**Material provided**.
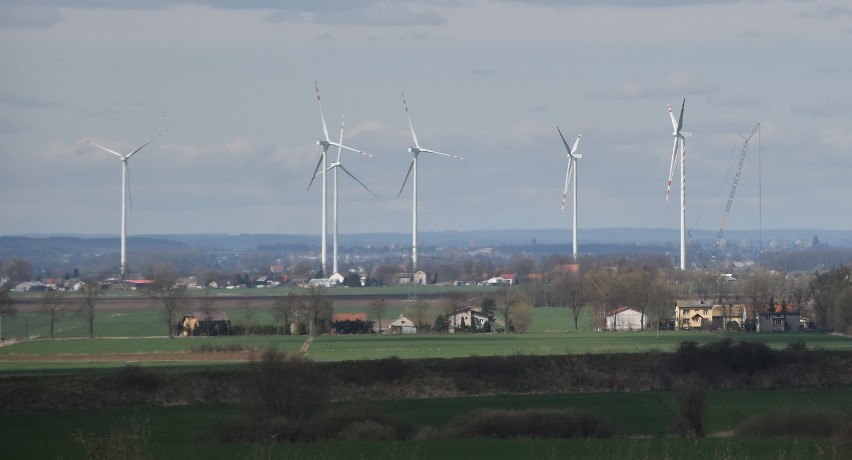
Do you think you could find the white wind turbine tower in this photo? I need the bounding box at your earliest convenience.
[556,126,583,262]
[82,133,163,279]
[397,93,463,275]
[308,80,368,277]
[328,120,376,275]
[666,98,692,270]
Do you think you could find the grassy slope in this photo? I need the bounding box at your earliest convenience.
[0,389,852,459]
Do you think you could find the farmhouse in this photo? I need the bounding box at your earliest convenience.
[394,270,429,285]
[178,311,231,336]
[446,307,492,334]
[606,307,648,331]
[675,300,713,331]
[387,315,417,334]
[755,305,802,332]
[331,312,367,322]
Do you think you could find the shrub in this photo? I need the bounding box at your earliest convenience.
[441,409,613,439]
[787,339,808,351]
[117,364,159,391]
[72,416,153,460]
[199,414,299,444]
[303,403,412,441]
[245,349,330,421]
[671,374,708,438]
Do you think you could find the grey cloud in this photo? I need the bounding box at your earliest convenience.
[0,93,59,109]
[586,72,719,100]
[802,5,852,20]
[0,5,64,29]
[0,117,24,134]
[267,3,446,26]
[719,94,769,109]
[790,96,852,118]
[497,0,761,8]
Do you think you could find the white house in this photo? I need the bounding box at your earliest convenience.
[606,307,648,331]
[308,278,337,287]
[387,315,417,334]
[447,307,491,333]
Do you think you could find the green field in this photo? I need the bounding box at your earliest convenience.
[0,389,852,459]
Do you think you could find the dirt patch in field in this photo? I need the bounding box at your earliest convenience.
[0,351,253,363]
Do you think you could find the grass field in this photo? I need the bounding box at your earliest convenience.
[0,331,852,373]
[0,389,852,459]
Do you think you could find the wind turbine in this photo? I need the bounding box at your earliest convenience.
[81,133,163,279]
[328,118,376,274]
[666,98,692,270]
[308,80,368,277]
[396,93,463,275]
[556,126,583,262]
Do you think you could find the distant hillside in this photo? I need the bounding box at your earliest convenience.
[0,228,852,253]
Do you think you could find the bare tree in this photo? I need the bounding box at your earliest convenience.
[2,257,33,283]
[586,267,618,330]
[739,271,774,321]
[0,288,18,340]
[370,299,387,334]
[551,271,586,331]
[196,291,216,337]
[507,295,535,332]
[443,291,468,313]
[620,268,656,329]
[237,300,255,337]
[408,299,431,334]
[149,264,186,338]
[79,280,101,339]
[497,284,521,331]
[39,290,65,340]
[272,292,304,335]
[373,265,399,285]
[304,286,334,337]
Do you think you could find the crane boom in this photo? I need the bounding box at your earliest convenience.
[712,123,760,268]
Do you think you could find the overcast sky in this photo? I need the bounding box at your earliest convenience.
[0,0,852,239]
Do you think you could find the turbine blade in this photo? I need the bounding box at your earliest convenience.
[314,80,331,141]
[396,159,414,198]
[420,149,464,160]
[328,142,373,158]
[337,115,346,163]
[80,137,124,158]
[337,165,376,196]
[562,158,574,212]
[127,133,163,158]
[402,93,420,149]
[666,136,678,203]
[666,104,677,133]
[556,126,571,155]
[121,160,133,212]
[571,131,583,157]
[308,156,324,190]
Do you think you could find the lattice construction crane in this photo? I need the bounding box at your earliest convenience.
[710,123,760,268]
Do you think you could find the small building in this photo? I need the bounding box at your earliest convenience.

**What you should do**. Can you reproduce the items word for word, starting from the very beginning and stopping after the line that contains "[0,228,852,253]", with both ends included? Leave the pictures out of your copy.

**Solution**.
Do you think you could find the white wind turbine tower in this photo? I need the bounding box at your earliest convenience.
[556,126,583,262]
[82,133,163,279]
[397,93,463,275]
[308,80,368,277]
[328,120,376,275]
[666,98,692,270]
Do you think you could find the grassy slope in this photo? I need the bounding box at your earliest convenience.
[0,389,852,459]
Do you think you could find the farmhouse in this photo? I need the bounding box at your earliest convenience.
[394,270,429,285]
[178,311,231,336]
[446,307,492,334]
[606,307,648,331]
[675,300,713,331]
[387,315,417,334]
[755,305,802,332]
[331,312,367,322]
Do you think you could find the shrub in this photo? I need the bounding box at your earliest convenience.
[441,409,613,439]
[787,339,808,351]
[117,364,159,391]
[72,416,153,460]
[199,414,299,444]
[303,403,412,441]
[245,349,330,421]
[671,374,708,438]
Do you think you could find the grey cloud in this photo? I need the bounding box at your earliest convenience.
[0,93,59,109]
[586,72,719,100]
[802,5,852,20]
[0,5,64,29]
[0,117,24,134]
[267,3,446,26]
[719,94,769,109]
[790,96,852,118]
[497,0,761,8]
Do you think you could find the white house in this photo? I need the bounding box at your earliest convenience.
[606,307,648,331]
[308,278,337,287]
[387,315,417,334]
[447,307,491,333]
Do you think you could find the green field in this photo? I need the bounding box at your earliest convenience.
[0,389,852,459]
Do you think you could find the dirt patch in field in this photo? I need the bounding box at your earliest convenience.
[0,351,253,363]
Do you think you could find the grass field in this photo? I need the bounding box at your earliest convenience.
[0,331,852,373]
[0,389,852,459]
Do you think you could find the wind turbine in this photo? I need the bounding box at your earliest convenience.
[81,133,163,279]
[328,118,376,274]
[666,98,692,270]
[308,80,368,277]
[396,93,463,275]
[556,126,583,262]
Do you think you could find the distant hillside in this photo? I need the bounding box at your earliest convenience.
[0,228,852,253]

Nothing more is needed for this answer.